YOUR GOAL
Rename "laptop" to "notebook" in the stretch of the listing from the line containing "Category: paper document" through the line containing "pixel 406 170". Return only those lines, with nothing else changed.

(Excerpts of location labeling data)
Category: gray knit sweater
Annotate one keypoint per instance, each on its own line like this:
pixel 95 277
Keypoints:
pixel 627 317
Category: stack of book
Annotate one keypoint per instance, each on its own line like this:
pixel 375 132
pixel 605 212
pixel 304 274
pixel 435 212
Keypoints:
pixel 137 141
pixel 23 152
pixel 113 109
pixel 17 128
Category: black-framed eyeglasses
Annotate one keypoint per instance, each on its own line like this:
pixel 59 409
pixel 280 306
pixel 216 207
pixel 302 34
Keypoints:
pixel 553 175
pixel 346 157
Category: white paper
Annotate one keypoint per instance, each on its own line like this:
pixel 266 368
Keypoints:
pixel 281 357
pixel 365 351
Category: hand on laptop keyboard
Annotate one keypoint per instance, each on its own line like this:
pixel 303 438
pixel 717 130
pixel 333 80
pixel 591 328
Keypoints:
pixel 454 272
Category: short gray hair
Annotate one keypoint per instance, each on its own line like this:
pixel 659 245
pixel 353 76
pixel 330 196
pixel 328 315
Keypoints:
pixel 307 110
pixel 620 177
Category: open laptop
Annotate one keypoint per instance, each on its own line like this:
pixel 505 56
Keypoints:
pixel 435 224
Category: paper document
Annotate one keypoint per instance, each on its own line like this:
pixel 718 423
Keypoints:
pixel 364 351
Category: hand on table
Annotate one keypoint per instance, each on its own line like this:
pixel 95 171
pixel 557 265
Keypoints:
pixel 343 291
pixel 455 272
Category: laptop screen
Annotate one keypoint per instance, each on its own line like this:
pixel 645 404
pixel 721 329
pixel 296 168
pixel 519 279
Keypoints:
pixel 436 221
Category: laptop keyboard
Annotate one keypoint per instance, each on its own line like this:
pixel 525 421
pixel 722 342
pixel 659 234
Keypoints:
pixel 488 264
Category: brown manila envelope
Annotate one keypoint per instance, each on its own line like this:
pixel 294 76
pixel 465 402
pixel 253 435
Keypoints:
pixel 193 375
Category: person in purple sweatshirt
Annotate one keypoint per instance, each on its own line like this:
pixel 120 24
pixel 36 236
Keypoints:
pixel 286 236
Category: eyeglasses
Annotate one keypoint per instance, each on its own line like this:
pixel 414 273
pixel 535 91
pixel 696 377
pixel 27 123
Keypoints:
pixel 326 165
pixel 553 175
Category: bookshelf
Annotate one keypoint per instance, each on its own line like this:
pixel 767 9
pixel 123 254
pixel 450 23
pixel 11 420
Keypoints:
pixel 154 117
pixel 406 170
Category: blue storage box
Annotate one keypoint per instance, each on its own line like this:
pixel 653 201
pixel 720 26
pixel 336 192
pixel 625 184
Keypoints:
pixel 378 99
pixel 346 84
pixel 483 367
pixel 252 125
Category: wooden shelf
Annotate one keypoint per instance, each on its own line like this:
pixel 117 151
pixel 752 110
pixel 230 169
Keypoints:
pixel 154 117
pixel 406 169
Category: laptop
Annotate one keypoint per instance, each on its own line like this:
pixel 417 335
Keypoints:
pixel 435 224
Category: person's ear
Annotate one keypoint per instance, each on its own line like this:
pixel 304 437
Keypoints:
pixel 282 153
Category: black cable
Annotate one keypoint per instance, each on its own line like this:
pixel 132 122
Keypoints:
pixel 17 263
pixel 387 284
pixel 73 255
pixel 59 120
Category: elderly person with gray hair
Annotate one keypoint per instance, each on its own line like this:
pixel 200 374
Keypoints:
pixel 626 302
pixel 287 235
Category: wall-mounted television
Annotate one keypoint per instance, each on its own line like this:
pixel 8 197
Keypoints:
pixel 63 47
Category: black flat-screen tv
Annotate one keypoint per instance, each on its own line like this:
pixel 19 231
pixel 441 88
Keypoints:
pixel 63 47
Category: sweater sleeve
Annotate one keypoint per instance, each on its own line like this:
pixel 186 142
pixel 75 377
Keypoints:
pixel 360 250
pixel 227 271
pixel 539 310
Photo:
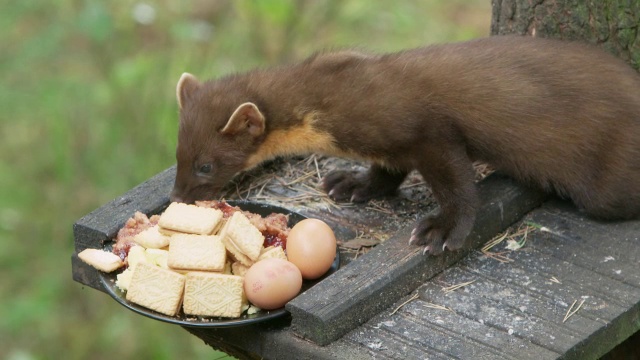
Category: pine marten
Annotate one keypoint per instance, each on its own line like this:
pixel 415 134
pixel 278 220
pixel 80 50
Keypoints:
pixel 562 116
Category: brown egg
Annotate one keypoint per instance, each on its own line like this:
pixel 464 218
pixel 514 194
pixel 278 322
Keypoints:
pixel 271 283
pixel 311 246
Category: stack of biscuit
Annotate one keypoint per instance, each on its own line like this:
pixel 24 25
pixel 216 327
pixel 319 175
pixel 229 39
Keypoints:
pixel 195 260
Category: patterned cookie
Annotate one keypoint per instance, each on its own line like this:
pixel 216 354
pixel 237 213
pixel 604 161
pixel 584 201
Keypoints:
pixel 156 288
pixel 211 294
pixel 196 252
pixel 191 219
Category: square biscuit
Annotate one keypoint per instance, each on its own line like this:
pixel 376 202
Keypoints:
pixel 243 240
pixel 190 219
pixel 211 294
pixel 237 268
pixel 272 252
pixel 101 260
pixel 156 288
pixel 196 252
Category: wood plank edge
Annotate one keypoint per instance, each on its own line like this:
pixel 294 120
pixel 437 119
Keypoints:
pixel 503 203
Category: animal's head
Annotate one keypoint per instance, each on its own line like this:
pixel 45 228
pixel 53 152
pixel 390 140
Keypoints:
pixel 219 130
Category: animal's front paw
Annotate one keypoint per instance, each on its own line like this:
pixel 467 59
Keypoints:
pixel 346 186
pixel 438 232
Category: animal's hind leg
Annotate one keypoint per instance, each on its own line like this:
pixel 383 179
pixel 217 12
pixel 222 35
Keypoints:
pixel 378 181
pixel 449 172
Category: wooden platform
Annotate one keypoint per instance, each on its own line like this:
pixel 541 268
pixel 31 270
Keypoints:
pixel 391 302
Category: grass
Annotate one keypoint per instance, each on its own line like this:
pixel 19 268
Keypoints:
pixel 88 101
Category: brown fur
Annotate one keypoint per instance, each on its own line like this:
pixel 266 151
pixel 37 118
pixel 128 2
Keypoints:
pixel 561 116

EXERCISE OUTPUT
Category: paper document
Annotate one keypoint per instance, each on its own line like this:
pixel 718 423
Keypoints:
pixel 364 351
Category: hand on table
Annotate one keypoint per instance, each on its own line like this:
pixel 95 171
pixel 557 265
Keypoints:
pixel 343 291
pixel 455 272
Category: notebook screen
Annotate one keypoint per instance, each on its own line like this:
pixel 645 404
pixel 721 329
pixel 296 168
pixel 519 279
Keypoints:
pixel 436 221
Category: notebook keyboard
Annotate one keypoint per instance, each on its own line like this:
pixel 525 421
pixel 722 342
pixel 659 234
Keypoints:
pixel 488 264
Category: brown manila envelope
Annotate one keypoint per instance, each on its own line like this:
pixel 294 76
pixel 465 402
pixel 253 435
Keypoints:
pixel 193 375
Category: person in purple sweatshirt
Annotate one keypoint per instance, each on its own line like this:
pixel 120 24
pixel 36 236
Keypoints:
pixel 286 236
Category: eyeglasses
Annotate one keypoint per instance, each on its own line like this:
pixel 414 273
pixel 535 91
pixel 696 377
pixel 27 123
Keypoints:
pixel 326 165
pixel 553 175
Category: bookshelf
Annotate one keypoint per instance, each on its own line like this:
pixel 767 9
pixel 123 254
pixel 450 23
pixel 11 420
Keypoints:
pixel 154 117
pixel 406 170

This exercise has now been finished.